*Given exercise*
Rewrite the data below, replacing "storm door glass panel" with "storm door window" everywhere it occurs and leaving everything else unchanged.
------ Entries supplied
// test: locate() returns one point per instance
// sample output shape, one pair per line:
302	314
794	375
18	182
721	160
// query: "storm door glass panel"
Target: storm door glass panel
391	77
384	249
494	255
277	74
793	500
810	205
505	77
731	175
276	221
------------
*Worked solution*
// test: locate() returns one point per instance
// sample output shape, one pair per line:
302	314
794	375
18	182
721	160
// query: "storm door window"
Target: storm door window
391	77
384	249
494	255
277	74
793	500
810	205
505	77
731	175
276	221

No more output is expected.